[[ Input open ]]

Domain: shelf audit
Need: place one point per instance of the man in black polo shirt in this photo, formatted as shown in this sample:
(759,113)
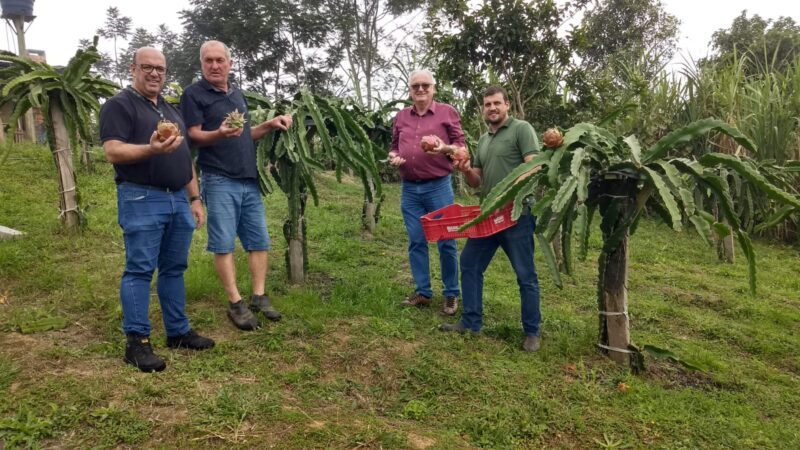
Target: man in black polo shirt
(156,183)
(227,159)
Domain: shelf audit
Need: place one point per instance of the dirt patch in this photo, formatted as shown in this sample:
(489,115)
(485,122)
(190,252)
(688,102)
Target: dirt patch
(673,376)
(418,442)
(323,284)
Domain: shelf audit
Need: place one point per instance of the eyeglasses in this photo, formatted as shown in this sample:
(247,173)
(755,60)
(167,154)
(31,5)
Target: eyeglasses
(147,68)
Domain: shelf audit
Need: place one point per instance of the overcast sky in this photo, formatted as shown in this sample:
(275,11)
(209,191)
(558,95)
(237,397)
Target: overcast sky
(59,24)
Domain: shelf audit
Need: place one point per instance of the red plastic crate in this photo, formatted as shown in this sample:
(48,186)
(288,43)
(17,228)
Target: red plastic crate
(443,223)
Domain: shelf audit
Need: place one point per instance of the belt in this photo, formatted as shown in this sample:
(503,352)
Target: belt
(155,188)
(423,181)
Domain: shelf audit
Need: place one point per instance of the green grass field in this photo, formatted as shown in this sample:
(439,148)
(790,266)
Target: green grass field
(349,368)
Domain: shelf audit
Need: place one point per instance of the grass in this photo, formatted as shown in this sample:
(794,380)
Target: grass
(348,367)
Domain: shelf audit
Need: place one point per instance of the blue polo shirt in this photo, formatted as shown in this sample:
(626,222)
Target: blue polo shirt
(203,104)
(128,117)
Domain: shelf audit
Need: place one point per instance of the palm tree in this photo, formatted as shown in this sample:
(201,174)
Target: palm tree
(67,99)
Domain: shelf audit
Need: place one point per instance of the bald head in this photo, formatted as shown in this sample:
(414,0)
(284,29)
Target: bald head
(216,45)
(149,71)
(146,50)
(215,63)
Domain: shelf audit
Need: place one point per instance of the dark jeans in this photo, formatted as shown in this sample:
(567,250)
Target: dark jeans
(416,200)
(157,227)
(517,242)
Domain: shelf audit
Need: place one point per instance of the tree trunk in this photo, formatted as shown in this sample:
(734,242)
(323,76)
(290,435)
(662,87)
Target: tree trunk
(614,323)
(294,229)
(86,158)
(618,203)
(558,250)
(59,145)
(369,216)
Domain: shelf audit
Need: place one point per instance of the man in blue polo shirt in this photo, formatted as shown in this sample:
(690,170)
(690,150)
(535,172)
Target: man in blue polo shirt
(227,159)
(159,208)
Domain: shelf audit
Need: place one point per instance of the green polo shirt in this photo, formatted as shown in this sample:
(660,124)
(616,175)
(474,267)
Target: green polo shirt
(502,151)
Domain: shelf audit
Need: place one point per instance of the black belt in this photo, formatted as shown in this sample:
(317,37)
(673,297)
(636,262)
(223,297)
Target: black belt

[[ Input closed ]]

Your answer must be the records exactly as they stand, with no pictures in it.

Exercise output →
Domain: shelf audit
Need: place one point per instance of the man in black polo shirt in this photo, formatted as shown in this sample:
(759,113)
Target: man in black polo shirt
(156,183)
(227,159)
Domain: shelf audit
Need: place one point per instance of the dirt patch in this photo, formatted as shown in this sample:
(489,115)
(485,122)
(190,252)
(688,102)
Target: dirt patch
(673,376)
(418,442)
(323,284)
Domain: shelf audit
Need: place one point per instance of the eyeglasses in this photo, formatted as shown in this sample:
(247,173)
(755,60)
(167,154)
(31,5)
Target: eyeglasses
(147,68)
Domain: shelf audit
Need: place one point per instance of the overcast sky in this photo, formatted as shown in this sample:
(275,11)
(209,191)
(558,95)
(237,397)
Target: overcast sky
(59,24)
Domain: shelf audit
Need: place one point per instance of the red plastic crate in this photo, formatted as shown in this sample:
(48,186)
(288,43)
(17,228)
Target: red plastic crate
(443,223)
Domain: shelf audit
Need: place one point per instance of the belt in this photo, formatted as shown in this sample:
(503,352)
Target: belt
(155,188)
(423,181)
Domain: shelf audit
Need: place one point per instance of the green grass field in this photo, formatted as shown in this sample:
(439,148)
(790,266)
Target: green grass field
(349,368)
Domain: shelf audit
Need: place one point per instance of the grass in this photo, formatted as shown in this sample:
(794,380)
Target: grass
(348,367)
Domain: shelf audit
Need: place one point per instance of the blue polo shirt in this photo, formatted as shown in this sample:
(626,222)
Target: blue polo shirt
(203,104)
(128,117)
Domain: shelf audit
Need: place one point per instance of the palm tree in this photo, formatted as shown in this sample:
(201,174)
Target: palm tree
(67,99)
Domain: shelf audit
Need: place one point per instance of the bald head in this photo, formatted as shown in this sample:
(414,0)
(284,29)
Target: bald head
(216,45)
(149,71)
(146,50)
(215,63)
Domain: shelf audit
Need: place one point per instance of the dark jeans in this photo, formatted as shown in this sample:
(567,250)
Target: dark jeans
(416,200)
(157,227)
(517,242)
Domain: shelf audit
Need: place one point per instance of the tree trunk in this photo, formatted as shown in this sample:
(734,242)
(323,76)
(290,435)
(662,87)
Target: tree trunk
(614,323)
(294,229)
(86,158)
(618,203)
(558,250)
(59,145)
(369,216)
Domain: shelf audit
Need: place one point per instance of the man in blue polo shirt in this photo, formatted as shown in this sample:
(690,170)
(690,150)
(535,172)
Target: man in blue polo shirt
(227,159)
(159,208)
Domain: shelf audit
Need: place one point per instance of the green polo shirt in this photo, formatted as shown in this sample:
(660,124)
(616,175)
(474,267)
Target: green polo shirt
(502,151)
Domain: shelf audit
Need: place one point per instance of the black belt in this photo, formatted as shown in this sample:
(317,37)
(673,297)
(636,262)
(223,297)
Target: black belt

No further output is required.